## DO THIS
Please update these rows by replacing "photo" with "image" wherever it occurs, changing nothing else. Leave the pictures out of your answer.

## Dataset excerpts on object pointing
=-=-=
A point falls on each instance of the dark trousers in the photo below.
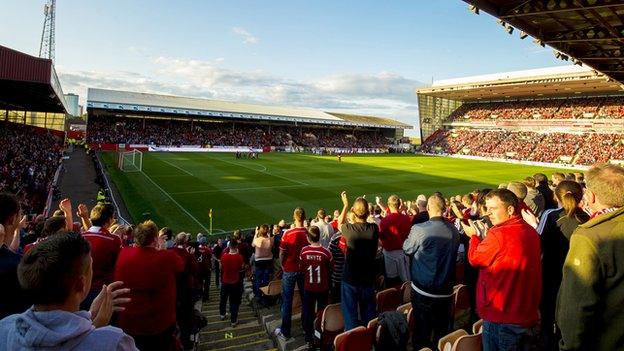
(335, 292)
(358, 305)
(164, 341)
(505, 337)
(217, 273)
(431, 320)
(289, 280)
(262, 274)
(206, 285)
(233, 292)
(312, 302)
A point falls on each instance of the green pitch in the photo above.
(178, 189)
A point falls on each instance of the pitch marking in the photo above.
(265, 171)
(236, 189)
(175, 202)
(180, 168)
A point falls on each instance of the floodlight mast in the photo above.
(46, 47)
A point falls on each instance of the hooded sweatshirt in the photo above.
(59, 330)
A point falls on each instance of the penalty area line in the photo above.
(175, 202)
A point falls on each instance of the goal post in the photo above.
(130, 161)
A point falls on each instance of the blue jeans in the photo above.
(505, 337)
(357, 299)
(262, 274)
(289, 279)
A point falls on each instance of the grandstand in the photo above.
(567, 115)
(137, 119)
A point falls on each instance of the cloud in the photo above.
(248, 38)
(384, 94)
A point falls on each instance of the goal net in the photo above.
(130, 161)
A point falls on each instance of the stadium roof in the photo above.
(590, 31)
(563, 81)
(167, 104)
(29, 83)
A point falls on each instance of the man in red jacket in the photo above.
(510, 273)
(105, 248)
=-=-=
## ANSWER IN FULL
A point falls on each instance of the dark trousers in the image below.
(335, 292)
(358, 305)
(164, 341)
(505, 337)
(217, 273)
(431, 320)
(289, 280)
(262, 274)
(206, 285)
(233, 292)
(312, 302)
A point falls on each instance of the green pitch in the image above.
(178, 189)
A point falls on each instance of the pitch marking in the image above.
(265, 171)
(236, 189)
(175, 202)
(180, 168)
A point falls on each instance of the floodlight mast in the image above.
(46, 47)
A point falls on each instance of the hooded sweatshirt in the image above.
(59, 330)
A point falls on each instance of the penalty area line in the image above.
(175, 202)
A point falls on each instance of the goal post in the image above.
(130, 161)
A point falls on each instance of the blue jeans in the image above.
(505, 337)
(357, 299)
(262, 274)
(289, 279)
A point falls on each instance of the grandstand in the image above.
(567, 115)
(137, 119)
A point falls on each instance of the cloud in the image above.
(248, 38)
(384, 94)
A point falls on each instance of the goal net in the image above.
(130, 161)
A point falls on each instance of the stadium roof in the image above.
(590, 31)
(563, 81)
(167, 104)
(29, 83)
A point falls on each instance of the man in red jacket in the image above.
(510, 273)
(105, 248)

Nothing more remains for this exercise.